Source data
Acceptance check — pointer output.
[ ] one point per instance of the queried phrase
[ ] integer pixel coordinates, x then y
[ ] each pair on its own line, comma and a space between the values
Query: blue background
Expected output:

### REQUIRED TASK
Could you rewrite the entries with "comma" changed to "semicolon" and every other word left as it is?

### RESULT FOR THIS EXERCISE
Acceptance check — pointer output.
[ ] one point per instance of the queried phrase
[ ] integer pixel coordinates, x then y
[ ] each pair on its own line, semicolon and a space between the values
Query: blue background
Expected output:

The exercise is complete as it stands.